• **DATASET EXCERPTS**:

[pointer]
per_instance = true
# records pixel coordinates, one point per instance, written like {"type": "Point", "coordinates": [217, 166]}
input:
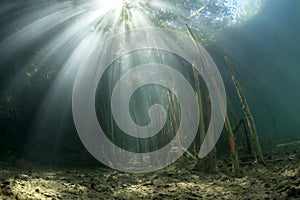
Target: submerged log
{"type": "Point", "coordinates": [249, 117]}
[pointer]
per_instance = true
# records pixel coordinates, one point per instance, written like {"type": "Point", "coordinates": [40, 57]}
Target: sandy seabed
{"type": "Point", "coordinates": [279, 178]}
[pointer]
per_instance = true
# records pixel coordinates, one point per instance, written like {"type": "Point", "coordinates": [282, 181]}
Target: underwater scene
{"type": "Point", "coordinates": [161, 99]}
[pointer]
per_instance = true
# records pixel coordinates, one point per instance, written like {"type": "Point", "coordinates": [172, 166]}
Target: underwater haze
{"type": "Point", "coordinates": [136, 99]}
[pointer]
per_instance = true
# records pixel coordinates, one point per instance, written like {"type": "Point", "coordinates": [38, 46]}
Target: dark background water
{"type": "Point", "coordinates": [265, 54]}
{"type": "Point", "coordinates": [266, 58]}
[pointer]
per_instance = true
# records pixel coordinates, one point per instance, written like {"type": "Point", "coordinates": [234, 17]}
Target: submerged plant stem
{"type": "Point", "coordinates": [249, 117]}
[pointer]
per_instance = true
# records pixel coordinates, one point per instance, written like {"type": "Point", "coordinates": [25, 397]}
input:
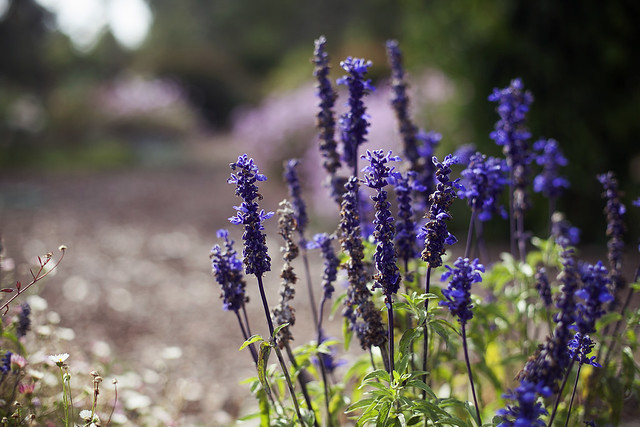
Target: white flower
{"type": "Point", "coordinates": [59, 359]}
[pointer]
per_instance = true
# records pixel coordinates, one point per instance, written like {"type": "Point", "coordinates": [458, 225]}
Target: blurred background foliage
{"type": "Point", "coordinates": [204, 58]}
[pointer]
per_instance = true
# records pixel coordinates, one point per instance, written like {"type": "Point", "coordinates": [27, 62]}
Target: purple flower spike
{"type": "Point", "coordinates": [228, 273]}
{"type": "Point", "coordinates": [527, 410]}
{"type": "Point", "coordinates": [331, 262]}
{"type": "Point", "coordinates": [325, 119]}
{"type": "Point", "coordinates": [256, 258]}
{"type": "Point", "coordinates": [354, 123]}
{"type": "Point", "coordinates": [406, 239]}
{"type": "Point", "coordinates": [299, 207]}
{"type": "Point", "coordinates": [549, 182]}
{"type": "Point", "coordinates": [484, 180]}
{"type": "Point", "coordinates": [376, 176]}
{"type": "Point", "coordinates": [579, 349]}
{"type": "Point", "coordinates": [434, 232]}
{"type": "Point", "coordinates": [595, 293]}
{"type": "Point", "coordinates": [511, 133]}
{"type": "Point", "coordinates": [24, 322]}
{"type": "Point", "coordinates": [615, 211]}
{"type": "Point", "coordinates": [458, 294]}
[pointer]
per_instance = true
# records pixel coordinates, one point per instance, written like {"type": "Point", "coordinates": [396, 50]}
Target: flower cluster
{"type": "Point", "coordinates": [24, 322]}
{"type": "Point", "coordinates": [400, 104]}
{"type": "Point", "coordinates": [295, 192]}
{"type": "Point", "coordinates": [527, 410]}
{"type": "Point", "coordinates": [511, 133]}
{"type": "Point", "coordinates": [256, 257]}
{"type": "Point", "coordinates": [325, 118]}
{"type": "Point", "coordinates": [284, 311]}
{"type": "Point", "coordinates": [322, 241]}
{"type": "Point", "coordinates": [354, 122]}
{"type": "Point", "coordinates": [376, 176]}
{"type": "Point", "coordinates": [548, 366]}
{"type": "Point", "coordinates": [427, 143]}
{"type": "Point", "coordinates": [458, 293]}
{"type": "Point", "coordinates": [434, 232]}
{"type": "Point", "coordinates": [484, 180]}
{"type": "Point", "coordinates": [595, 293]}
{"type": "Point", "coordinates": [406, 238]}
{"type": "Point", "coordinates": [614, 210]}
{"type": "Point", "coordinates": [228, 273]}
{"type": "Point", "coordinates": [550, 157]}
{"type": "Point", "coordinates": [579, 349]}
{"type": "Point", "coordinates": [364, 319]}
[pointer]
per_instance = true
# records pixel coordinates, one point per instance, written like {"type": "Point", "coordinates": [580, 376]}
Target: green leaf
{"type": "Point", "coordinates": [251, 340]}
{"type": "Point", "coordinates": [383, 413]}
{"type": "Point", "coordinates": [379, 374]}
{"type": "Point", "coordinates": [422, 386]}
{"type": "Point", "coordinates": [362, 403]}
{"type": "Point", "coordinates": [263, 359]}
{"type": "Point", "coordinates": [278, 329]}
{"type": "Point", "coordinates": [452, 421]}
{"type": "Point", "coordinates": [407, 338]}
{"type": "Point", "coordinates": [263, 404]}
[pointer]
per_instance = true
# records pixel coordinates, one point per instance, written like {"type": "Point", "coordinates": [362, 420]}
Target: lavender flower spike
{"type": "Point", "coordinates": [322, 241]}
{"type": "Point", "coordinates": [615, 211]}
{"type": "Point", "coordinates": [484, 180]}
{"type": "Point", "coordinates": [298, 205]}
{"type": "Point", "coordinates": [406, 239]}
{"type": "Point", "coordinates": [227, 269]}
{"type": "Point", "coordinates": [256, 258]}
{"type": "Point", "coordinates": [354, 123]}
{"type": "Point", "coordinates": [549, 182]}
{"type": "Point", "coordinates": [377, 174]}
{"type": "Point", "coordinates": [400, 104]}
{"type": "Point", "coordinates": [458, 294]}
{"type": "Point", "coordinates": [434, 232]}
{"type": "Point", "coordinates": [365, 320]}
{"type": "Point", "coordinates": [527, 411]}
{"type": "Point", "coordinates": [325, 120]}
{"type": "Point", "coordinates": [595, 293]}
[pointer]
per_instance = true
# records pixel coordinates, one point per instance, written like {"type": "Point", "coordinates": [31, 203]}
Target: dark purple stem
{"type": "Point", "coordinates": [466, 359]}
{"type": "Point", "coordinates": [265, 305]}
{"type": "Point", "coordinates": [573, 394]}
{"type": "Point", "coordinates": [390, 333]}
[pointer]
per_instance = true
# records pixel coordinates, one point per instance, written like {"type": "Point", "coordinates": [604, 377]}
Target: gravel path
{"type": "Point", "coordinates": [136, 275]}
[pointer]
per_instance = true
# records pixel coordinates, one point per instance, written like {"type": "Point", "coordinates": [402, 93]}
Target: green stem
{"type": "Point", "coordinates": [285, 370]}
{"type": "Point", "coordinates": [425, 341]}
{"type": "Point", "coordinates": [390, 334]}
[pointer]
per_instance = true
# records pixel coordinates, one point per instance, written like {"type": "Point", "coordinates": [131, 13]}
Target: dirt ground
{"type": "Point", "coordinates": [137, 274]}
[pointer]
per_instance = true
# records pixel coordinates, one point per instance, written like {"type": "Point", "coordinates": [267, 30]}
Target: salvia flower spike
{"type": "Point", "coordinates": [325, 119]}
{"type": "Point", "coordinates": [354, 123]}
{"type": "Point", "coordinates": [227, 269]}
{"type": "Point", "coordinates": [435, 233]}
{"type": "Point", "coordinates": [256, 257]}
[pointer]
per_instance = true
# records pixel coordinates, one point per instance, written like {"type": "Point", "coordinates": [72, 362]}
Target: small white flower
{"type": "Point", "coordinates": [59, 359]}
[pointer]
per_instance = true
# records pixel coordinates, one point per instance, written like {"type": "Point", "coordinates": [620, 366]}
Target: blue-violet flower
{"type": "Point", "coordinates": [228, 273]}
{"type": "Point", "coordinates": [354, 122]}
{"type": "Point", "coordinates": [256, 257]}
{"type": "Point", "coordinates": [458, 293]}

• **ASSIGNMENT**: Line by line, return the listing above exactly, leaving out its pictures.

• **TASK OUTPUT**:
[pointer]
per_instance = true
# records pixel coordinates, one point per instance, written like {"type": "Point", "coordinates": [217, 166]}
input:
Target: submerged log
{"type": "Point", "coordinates": [249, 117]}
[pointer]
per_instance = true
# records pixel coordinates, one point per instance, written like {"type": "Point", "coordinates": [40, 57]}
Target: sandy seabed
{"type": "Point", "coordinates": [279, 178]}
[pointer]
per_instance = true
# records pixel coordinates, one point per instance, written like {"type": "Point", "coordinates": [282, 181]}
Target: underwater scene
{"type": "Point", "coordinates": [161, 99]}
[pointer]
per_instance = true
# records pixel coordinates, one point per instance, written like {"type": "Point", "coordinates": [172, 166]}
Target: underwater haze
{"type": "Point", "coordinates": [136, 99]}
[pointer]
per_instance = true
# records pixel coordinates, one point per instance, written like {"type": "Point", "coordinates": [38, 46]}
Target: dark background water
{"type": "Point", "coordinates": [265, 54]}
{"type": "Point", "coordinates": [266, 58]}
[pointer]
per_instance = true
# records pixel coordinates, one point per instance, written like {"type": "Point", "coordinates": [234, 17]}
Target: submerged plant stem
{"type": "Point", "coordinates": [249, 117]}
[pointer]
per_instance = true
# records pixel coordinates, one point per instance, written like {"type": "Point", "coordinates": [25, 397]}
input:
Target: white flower
{"type": "Point", "coordinates": [59, 359]}
[pointer]
per_instance = true
# records pixel coordinates, one point per instance, written like {"type": "Point", "coordinates": [458, 225]}
Target: blurred background foliage
{"type": "Point", "coordinates": [204, 58]}
[pointer]
per_instance = true
# records pixel coordinates, one point per instance, written like {"type": "Point", "coordinates": [27, 62]}
Target: purple flower spike
{"type": "Point", "coordinates": [228, 273]}
{"type": "Point", "coordinates": [527, 410]}
{"type": "Point", "coordinates": [331, 262]}
{"type": "Point", "coordinates": [325, 119]}
{"type": "Point", "coordinates": [256, 258]}
{"type": "Point", "coordinates": [354, 123]}
{"type": "Point", "coordinates": [406, 239]}
{"type": "Point", "coordinates": [299, 207]}
{"type": "Point", "coordinates": [549, 182]}
{"type": "Point", "coordinates": [484, 180]}
{"type": "Point", "coordinates": [376, 176]}
{"type": "Point", "coordinates": [579, 349]}
{"type": "Point", "coordinates": [434, 232]}
{"type": "Point", "coordinates": [595, 293]}
{"type": "Point", "coordinates": [511, 133]}
{"type": "Point", "coordinates": [24, 322]}
{"type": "Point", "coordinates": [615, 211]}
{"type": "Point", "coordinates": [458, 294]}
[pointer]
per_instance = true
# records pixel coordinates, one point per instance, written like {"type": "Point", "coordinates": [396, 50]}
Target: flower cluster
{"type": "Point", "coordinates": [24, 322]}
{"type": "Point", "coordinates": [400, 104]}
{"type": "Point", "coordinates": [295, 192]}
{"type": "Point", "coordinates": [527, 410]}
{"type": "Point", "coordinates": [511, 133]}
{"type": "Point", "coordinates": [256, 257]}
{"type": "Point", "coordinates": [325, 118]}
{"type": "Point", "coordinates": [284, 311]}
{"type": "Point", "coordinates": [322, 241]}
{"type": "Point", "coordinates": [354, 122]}
{"type": "Point", "coordinates": [376, 176]}
{"type": "Point", "coordinates": [548, 366]}
{"type": "Point", "coordinates": [427, 143]}
{"type": "Point", "coordinates": [458, 293]}
{"type": "Point", "coordinates": [434, 232]}
{"type": "Point", "coordinates": [484, 180]}
{"type": "Point", "coordinates": [595, 293]}
{"type": "Point", "coordinates": [406, 238]}
{"type": "Point", "coordinates": [614, 210]}
{"type": "Point", "coordinates": [228, 273]}
{"type": "Point", "coordinates": [550, 157]}
{"type": "Point", "coordinates": [579, 349]}
{"type": "Point", "coordinates": [364, 319]}
[pointer]
per_instance = true
# records pixel coordinates, one point per instance, written like {"type": "Point", "coordinates": [580, 376]}
Target: green leaf
{"type": "Point", "coordinates": [251, 340]}
{"type": "Point", "coordinates": [383, 413]}
{"type": "Point", "coordinates": [379, 374]}
{"type": "Point", "coordinates": [422, 386]}
{"type": "Point", "coordinates": [362, 403]}
{"type": "Point", "coordinates": [263, 359]}
{"type": "Point", "coordinates": [278, 329]}
{"type": "Point", "coordinates": [452, 421]}
{"type": "Point", "coordinates": [407, 338]}
{"type": "Point", "coordinates": [263, 404]}
[pointer]
per_instance = true
# records pixel coordinates, one point per instance, written like {"type": "Point", "coordinates": [362, 420]}
Target: lavender flower spike
{"type": "Point", "coordinates": [322, 241]}
{"type": "Point", "coordinates": [615, 211]}
{"type": "Point", "coordinates": [484, 180]}
{"type": "Point", "coordinates": [298, 205]}
{"type": "Point", "coordinates": [406, 239]}
{"type": "Point", "coordinates": [227, 269]}
{"type": "Point", "coordinates": [256, 258]}
{"type": "Point", "coordinates": [354, 123]}
{"type": "Point", "coordinates": [549, 182]}
{"type": "Point", "coordinates": [377, 174]}
{"type": "Point", "coordinates": [400, 104]}
{"type": "Point", "coordinates": [458, 294]}
{"type": "Point", "coordinates": [434, 232]}
{"type": "Point", "coordinates": [365, 320]}
{"type": "Point", "coordinates": [527, 411]}
{"type": "Point", "coordinates": [325, 120]}
{"type": "Point", "coordinates": [595, 293]}
[pointer]
per_instance = true
# records pixel coordinates, one point per instance, written like {"type": "Point", "coordinates": [31, 203]}
Target: dark purple stem
{"type": "Point", "coordinates": [466, 359]}
{"type": "Point", "coordinates": [265, 305]}
{"type": "Point", "coordinates": [573, 394]}
{"type": "Point", "coordinates": [390, 333]}
[pointer]
per_instance = true
# records pixel coordinates, one point per instance, written like {"type": "Point", "coordinates": [604, 377]}
Target: gravel path
{"type": "Point", "coordinates": [136, 275]}
[pointer]
per_instance = true
# records pixel coordinates, one point per instance, written like {"type": "Point", "coordinates": [402, 93]}
Target: green stem
{"type": "Point", "coordinates": [285, 370]}
{"type": "Point", "coordinates": [425, 341]}
{"type": "Point", "coordinates": [390, 334]}
[pointer]
per_instance = true
# records pixel coordinates, one point per instance, written like {"type": "Point", "coordinates": [131, 13]}
Target: dirt ground
{"type": "Point", "coordinates": [137, 274]}
[pointer]
per_instance = true
# records pixel coordinates, one point per instance, written like {"type": "Point", "coordinates": [267, 30]}
Target: salvia flower spike
{"type": "Point", "coordinates": [325, 119]}
{"type": "Point", "coordinates": [354, 123]}
{"type": "Point", "coordinates": [227, 269]}
{"type": "Point", "coordinates": [435, 233]}
{"type": "Point", "coordinates": [256, 257]}
[pointer]
per_instance = true
# records pixel coordinates, one point per instance, written like {"type": "Point", "coordinates": [72, 362]}
Target: small white flower
{"type": "Point", "coordinates": [59, 359]}
[pointer]
per_instance = true
# records pixel coordinates, one point per instance, written like {"type": "Point", "coordinates": [620, 366]}
Target: blue-violet flower
{"type": "Point", "coordinates": [228, 273]}
{"type": "Point", "coordinates": [354, 122]}
{"type": "Point", "coordinates": [256, 257]}
{"type": "Point", "coordinates": [458, 293]}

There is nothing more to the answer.